> Given task 1: Count the lines in the listing that contain the string "jersey", and give only that number.

> Page extract:
========================================

Installation and Environment

The Tensorflow Object Detection API takes a little work to get up and running. If you look at the directory tree for the Tensorflow Models Repo, you'll notice object_detection falls under the research directory. Also, it is not currently compatible ith Tensorflow 2.x. From what I can gather, the Object Detection API is dependent on a module Tensorflow Slim, and Slim was dropped from Tensorflow 2. This presented a problem: the Kaggle environment is built from an image that only supports GPU training for Tensorflow 2.x. I migrated this project over to Google Colab to get around this. Detailed instructions for installing and configuring the environment can be found here, or you can just follow the steps in my notebook.

========================================

> Given task 2: Extend the passage above on setting up the TensorFlow Object Detection API, starting after its final sentence.

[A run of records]
========================================

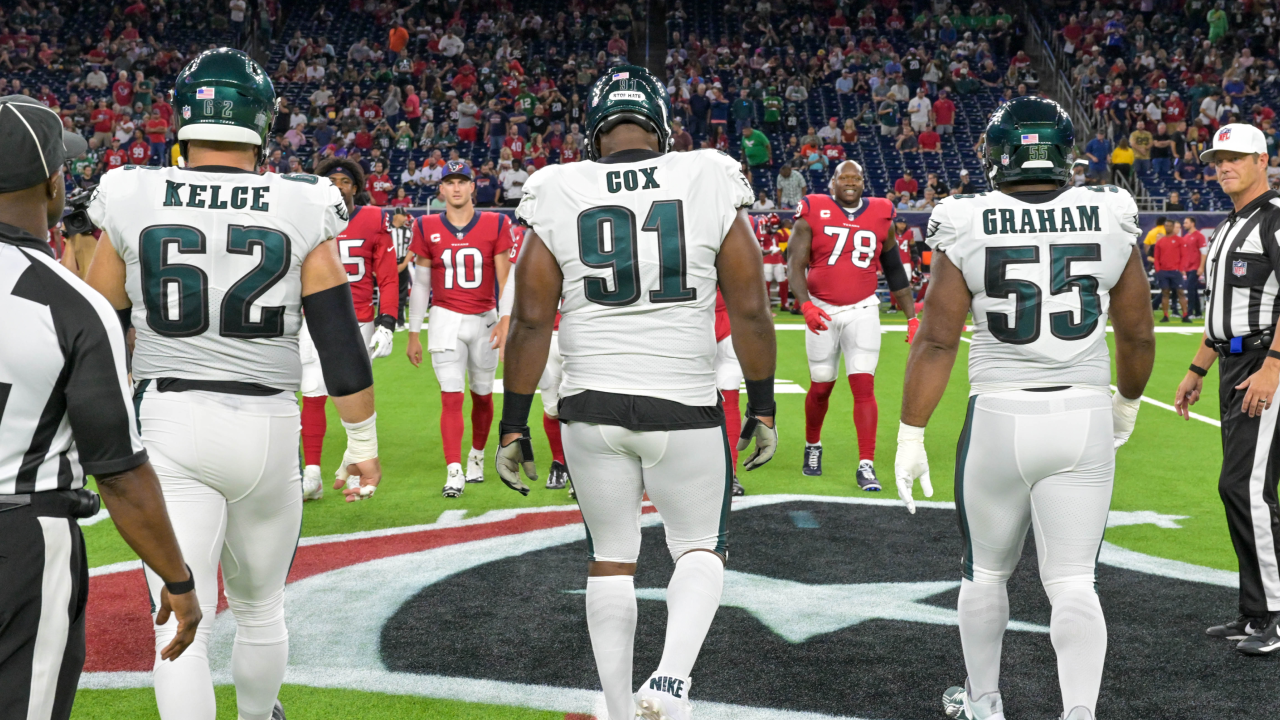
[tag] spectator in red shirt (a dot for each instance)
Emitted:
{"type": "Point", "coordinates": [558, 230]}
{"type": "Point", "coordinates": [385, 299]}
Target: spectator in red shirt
{"type": "Point", "coordinates": [929, 140]}
{"type": "Point", "coordinates": [1168, 256]}
{"type": "Point", "coordinates": [944, 113]}
{"type": "Point", "coordinates": [1194, 249]}
{"type": "Point", "coordinates": [123, 91]}
{"type": "Point", "coordinates": [140, 150]}
{"type": "Point", "coordinates": [906, 183]}
{"type": "Point", "coordinates": [115, 156]}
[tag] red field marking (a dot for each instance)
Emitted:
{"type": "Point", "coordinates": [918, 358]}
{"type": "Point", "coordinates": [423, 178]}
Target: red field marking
{"type": "Point", "coordinates": [118, 618]}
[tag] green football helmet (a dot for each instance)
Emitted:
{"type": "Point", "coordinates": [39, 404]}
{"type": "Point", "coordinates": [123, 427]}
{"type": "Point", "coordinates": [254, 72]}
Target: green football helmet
{"type": "Point", "coordinates": [1028, 140]}
{"type": "Point", "coordinates": [627, 94]}
{"type": "Point", "coordinates": [224, 95]}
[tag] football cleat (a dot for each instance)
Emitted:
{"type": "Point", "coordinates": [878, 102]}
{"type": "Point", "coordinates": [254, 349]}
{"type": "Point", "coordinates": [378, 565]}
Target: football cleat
{"type": "Point", "coordinates": [558, 475]}
{"type": "Point", "coordinates": [311, 486]}
{"type": "Point", "coordinates": [867, 477]}
{"type": "Point", "coordinates": [455, 483]}
{"type": "Point", "coordinates": [1237, 630]}
{"type": "Point", "coordinates": [812, 460]}
{"type": "Point", "coordinates": [475, 465]}
{"type": "Point", "coordinates": [1265, 641]}
{"type": "Point", "coordinates": [663, 697]}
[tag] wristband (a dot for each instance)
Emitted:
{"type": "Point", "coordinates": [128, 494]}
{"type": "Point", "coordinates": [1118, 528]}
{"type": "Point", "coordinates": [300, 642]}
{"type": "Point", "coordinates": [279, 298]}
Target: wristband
{"type": "Point", "coordinates": [759, 399]}
{"type": "Point", "coordinates": [361, 440]}
{"type": "Point", "coordinates": [184, 586]}
{"type": "Point", "coordinates": [515, 409]}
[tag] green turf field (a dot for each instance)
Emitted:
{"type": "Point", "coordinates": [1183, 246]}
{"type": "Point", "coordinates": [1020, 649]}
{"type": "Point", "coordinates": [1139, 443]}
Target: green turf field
{"type": "Point", "coordinates": [1169, 466]}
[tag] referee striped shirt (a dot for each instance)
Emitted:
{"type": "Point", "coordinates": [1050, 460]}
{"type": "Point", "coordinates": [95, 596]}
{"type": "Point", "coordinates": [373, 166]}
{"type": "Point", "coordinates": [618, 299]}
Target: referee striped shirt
{"type": "Point", "coordinates": [1244, 272]}
{"type": "Point", "coordinates": [64, 395]}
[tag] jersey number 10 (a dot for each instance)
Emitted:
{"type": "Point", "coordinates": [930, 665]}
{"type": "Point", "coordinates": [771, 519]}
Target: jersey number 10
{"type": "Point", "coordinates": [621, 255]}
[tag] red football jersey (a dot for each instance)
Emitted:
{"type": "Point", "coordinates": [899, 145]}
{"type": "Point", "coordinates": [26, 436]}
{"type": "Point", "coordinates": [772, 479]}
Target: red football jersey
{"type": "Point", "coordinates": [844, 254]}
{"type": "Point", "coordinates": [722, 327]}
{"type": "Point", "coordinates": [464, 277]}
{"type": "Point", "coordinates": [369, 255]}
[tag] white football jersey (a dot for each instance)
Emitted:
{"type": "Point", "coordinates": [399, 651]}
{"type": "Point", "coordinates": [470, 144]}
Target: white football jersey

========================================

> Reply 1: 6

> Reply 2:
Data Preparation

This was a clean dataset- all images were a uniform size and the training set was annotated with boundary boxes. I did remove a handful of boundary boxes that were clearly mislabeled, but the primary data preparation step is to prepare TFRecord files. The TFRecord format is explained in detail here, but it is a lightweight, efficient format for storing data in the form of protocol buffers. This is the input format that the Tensorflow Object Detection API expects.

Data Augmentation

The TF object detection API supports many different data augmentation techniques: Random flipping, random rotation, random cropping, random RGB to gray, random padding, etc. Because initial modeling efforts did not translate well to the validation set and the test set, I implemented two data augmentation techniques:

  • Random Image Cropping - Randomly crop images with probability of 50% to an image area somewhere between one tenth and the entire area of the original image, contingent upon there being at least one boundary box in the cropped image.
  • Random RGB to Gray- Randomly change images from an RGB color image to grayscale with a probability of 10%.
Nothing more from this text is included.